[[ Exercise passage open ]]

1199SEIU Fact Sheet

Fact Sheet – updated 03/06/08

 

Kingsbridge Heights Nursing Home Strike
3400 Cannon Place Bronx

 

• On Wednesday, February 20, 2008 all 220 1199SEIU caregivers at the 400‐bed
Kingsbridge Heights Center for Rehabilitation walked off the job and on to an unfair
labor practices picket line.
• Kingsbridge Heights is among the most profitable nursing homes in New York State.
• In 2006, it reported a profit of $5,219,907, the vast majority of which was paid by
the state Medicaid program. Kingsbridge’s Medicaid cost reports include an auto
lease for a Jaguar at $1,040 per month.
• The healthcare workers at Kingsbridge Heights have been union members for over 30 years.
• Today, 1199SEIU represents workers in 240 nursing homes (40,000 union members) in the Greater New York
metropolitan area. They all have contracts that expire in 2011. All these employers pay the same (standard)
amount for the workers’ healthcare benefits.
• In the past, there had always been a signed collective bargaining agreement (contract) between the Kingsbridge
Heights employer and 1199SEIU that included wages and benefits, which were standard for all 40,000 1199SEIU
nursing home workers.
• However, since 2002, Helen Sieger, the current owner of Kingsbridge Heights has not signed a contract. In 2004,
the National Labor Relations Board (NLRB), the federal agency in Washington, D.C., ruled that Kingsbridge Heights
violated federal labor law by refusing to sign the multi‐employer contract that had been agreed to by all the other
nursing homes. Ms. Seiger appealed this decision and lost. She was ordered to pay $630,000 for the benefits for
which the union had to go to U.S. Court to collect.
• In 2006, Kingsbridge Heights agreed to settle NLRB charges and contribute to the 1199 Health Benefit Fund (to
which all the other nursing homes contribute). Although she made sporadic payments, she did not live up to her
settlement agreement. Ultimately, she stopped making any payments and owes 2.7 million dollars. As a result
of not making the owed contributions, the workers medical benefits were terminated in November, 2007.
• Every attempt was made by the union to reach an agreement—to no avail. Finally, after her repeated refusals to
negotiate, the union was forced to send a 30‐day strike notice (required by law) to Ms. Sieger and Federal and
State Mediation Services. On February 19, the day before the strike deadline, a state mediator called the parties
together. The union staff and the negotiating committee waited. Ms. Sieger and her attorney never showed up.
That left the caregivers with no choice but to strike the next morning at 6:00 a.m.
• In January 2008, the NLRB ruled that Kingsbridge Heights violated the law by illegally videotaping workers who
were on an informational picket line and by unlawfully threatening workers by telling them that if they go on
strike, she may not hire them back.

[[ Exercise passage closed ]]
[[ Recorded information open ]]

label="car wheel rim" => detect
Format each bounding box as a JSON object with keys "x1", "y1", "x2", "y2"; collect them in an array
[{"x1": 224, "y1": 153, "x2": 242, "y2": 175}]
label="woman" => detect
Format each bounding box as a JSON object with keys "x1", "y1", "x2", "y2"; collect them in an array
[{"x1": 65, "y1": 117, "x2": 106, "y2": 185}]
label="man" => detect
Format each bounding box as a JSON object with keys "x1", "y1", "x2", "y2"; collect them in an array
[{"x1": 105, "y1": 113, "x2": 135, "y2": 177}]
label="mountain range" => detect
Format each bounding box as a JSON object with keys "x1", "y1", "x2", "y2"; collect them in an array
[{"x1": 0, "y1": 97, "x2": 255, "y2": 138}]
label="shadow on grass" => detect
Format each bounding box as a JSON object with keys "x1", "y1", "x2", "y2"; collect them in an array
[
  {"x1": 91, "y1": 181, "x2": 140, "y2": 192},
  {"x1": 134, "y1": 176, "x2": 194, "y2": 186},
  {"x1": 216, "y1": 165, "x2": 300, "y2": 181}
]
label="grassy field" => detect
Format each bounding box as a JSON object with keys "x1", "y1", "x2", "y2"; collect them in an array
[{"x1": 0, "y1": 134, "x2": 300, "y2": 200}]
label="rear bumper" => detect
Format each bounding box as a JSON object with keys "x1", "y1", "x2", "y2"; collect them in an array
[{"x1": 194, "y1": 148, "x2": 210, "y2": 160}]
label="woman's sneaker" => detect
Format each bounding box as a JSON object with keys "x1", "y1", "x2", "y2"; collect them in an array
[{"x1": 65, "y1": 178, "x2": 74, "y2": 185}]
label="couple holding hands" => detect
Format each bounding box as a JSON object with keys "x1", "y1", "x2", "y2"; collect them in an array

[[ Recorded information closed ]]

Questions.
**a.** Set down the part of the fact sheet starting with "amount for the" and going on through "Court to collect.", word for word.
**b.** Translate this sentence from the fact sheet into Spanish: "The healthcare workers at Kingsbridge Heights have been union members for over 30 years."
Work only from the fact sheet.

Numbered answers.
**a.**
amount for the workers’ healthcare benefits.
• In the past, there had always been a signed collective bargaining agreement (contract) between the Kingsbridge
Heights employer and 1199SEIU that included wages and benefits, which were standard for all 40,000 1199SEIU
nursing home workers.
• However, since 2002, Helen Sieger, the current owner of Kingsbridge Heights has not signed a contract. In 2004,
the National Labor Relations Board (NLRB), the federal agency in Washington, D.C., ruled that Kingsbridge Heights
violated federal labor law by refusing to sign the multi‐employer contract that had been agreed to by all the other
nursing homes. Ms. Seiger appealed this decision and lost. She was ordered to pay $630,000 for the benefits for
which the union had to go to U.S. Court to collect.

**b.** Los trabajadores de la salud de Kingsbridge Heights han sido miembros del sindicato durante más de 30 años.